Goal of the exercise ->
From the items below, extract each line in which the word "white" appears.

Excerpts from labeled region data:
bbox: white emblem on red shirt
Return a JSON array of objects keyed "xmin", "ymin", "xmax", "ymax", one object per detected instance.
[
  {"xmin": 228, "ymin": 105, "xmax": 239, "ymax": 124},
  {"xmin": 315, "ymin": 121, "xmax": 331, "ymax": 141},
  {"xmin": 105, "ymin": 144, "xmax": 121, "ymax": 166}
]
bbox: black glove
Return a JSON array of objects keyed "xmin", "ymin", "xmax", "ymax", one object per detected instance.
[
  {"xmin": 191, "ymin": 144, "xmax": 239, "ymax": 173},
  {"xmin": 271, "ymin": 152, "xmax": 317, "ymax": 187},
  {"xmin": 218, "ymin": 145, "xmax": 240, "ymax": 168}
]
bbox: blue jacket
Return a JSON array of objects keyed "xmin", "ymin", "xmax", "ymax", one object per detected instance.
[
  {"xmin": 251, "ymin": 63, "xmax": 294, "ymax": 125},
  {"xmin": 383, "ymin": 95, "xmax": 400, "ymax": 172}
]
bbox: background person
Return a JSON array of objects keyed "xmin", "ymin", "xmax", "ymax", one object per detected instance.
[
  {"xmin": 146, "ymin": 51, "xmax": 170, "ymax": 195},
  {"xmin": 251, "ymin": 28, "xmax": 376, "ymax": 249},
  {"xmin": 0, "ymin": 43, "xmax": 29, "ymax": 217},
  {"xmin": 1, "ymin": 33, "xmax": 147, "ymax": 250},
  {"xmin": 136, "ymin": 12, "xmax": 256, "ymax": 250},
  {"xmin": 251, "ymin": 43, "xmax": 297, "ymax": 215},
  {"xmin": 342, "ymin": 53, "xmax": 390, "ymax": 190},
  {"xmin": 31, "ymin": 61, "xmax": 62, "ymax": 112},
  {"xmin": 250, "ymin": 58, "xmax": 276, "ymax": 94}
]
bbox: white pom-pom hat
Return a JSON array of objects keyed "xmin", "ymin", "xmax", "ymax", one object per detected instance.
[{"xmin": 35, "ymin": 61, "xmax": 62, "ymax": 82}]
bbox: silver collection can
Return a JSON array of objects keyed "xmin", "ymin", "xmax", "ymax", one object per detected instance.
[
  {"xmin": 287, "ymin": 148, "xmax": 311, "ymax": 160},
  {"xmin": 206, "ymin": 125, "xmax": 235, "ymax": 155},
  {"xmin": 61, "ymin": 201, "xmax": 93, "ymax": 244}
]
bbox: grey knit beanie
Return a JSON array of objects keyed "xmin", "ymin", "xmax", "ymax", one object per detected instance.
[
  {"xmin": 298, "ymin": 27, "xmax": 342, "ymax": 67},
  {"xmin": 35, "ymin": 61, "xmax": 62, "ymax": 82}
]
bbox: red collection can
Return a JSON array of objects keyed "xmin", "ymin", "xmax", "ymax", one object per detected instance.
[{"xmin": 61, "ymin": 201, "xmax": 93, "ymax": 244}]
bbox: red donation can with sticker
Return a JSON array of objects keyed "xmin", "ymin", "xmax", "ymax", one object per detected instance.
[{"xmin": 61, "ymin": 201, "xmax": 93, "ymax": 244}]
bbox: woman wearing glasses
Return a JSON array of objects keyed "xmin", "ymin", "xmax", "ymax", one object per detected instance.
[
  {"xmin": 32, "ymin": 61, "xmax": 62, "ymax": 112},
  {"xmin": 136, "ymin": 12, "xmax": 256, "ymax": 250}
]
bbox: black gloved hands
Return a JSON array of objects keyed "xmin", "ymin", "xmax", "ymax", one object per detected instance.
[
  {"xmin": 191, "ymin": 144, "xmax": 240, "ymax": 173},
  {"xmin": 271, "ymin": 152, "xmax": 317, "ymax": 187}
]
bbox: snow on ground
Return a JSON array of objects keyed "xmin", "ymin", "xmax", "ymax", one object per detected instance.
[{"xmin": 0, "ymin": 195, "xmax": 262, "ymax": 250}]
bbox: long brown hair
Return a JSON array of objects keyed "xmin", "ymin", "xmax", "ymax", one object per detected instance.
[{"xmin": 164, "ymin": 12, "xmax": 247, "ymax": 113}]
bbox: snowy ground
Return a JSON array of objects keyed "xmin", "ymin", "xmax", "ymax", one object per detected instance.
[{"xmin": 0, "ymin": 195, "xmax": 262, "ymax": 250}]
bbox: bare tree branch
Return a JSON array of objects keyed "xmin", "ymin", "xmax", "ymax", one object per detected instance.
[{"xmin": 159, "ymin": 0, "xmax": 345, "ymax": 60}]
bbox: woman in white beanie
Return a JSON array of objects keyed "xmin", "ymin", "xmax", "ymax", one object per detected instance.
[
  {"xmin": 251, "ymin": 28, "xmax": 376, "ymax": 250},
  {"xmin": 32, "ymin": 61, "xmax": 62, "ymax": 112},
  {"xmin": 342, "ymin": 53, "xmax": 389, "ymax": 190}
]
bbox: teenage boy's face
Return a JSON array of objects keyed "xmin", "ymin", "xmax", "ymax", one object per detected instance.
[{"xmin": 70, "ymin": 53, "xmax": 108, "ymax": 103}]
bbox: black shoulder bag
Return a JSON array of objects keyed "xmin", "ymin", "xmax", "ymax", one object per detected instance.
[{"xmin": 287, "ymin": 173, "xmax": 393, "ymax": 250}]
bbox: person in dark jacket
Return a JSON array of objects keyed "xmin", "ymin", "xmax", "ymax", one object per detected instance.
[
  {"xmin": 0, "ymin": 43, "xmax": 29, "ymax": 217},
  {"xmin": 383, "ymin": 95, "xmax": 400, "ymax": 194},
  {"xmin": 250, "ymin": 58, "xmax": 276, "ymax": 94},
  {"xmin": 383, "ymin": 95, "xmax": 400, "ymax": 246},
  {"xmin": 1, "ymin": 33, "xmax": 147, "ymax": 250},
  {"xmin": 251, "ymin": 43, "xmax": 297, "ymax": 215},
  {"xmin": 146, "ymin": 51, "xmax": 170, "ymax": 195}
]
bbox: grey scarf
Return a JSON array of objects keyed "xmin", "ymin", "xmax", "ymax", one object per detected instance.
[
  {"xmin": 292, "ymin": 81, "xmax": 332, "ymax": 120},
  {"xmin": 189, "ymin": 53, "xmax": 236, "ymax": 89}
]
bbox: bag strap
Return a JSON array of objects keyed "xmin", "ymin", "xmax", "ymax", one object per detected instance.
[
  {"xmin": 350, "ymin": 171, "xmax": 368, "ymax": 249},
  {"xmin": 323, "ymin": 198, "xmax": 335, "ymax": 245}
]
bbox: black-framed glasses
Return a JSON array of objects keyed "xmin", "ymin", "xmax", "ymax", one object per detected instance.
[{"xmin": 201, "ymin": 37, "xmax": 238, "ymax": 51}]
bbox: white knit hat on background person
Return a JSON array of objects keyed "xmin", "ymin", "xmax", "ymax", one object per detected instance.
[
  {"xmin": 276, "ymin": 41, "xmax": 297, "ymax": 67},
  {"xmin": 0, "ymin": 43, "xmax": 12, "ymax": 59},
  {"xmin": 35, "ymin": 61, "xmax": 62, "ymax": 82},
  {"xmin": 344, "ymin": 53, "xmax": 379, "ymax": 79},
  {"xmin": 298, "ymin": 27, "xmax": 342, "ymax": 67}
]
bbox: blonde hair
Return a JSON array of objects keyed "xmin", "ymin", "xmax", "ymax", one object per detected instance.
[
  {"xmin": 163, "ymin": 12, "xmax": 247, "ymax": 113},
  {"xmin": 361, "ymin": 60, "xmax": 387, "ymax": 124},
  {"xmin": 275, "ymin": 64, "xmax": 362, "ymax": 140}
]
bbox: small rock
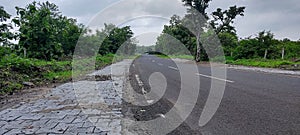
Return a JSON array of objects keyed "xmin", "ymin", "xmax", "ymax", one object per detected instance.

The response ->
bbox: white emblem on red shirt
bbox: white pom-pom hat
bbox: woman in white beanie
bbox: white knit hat on background person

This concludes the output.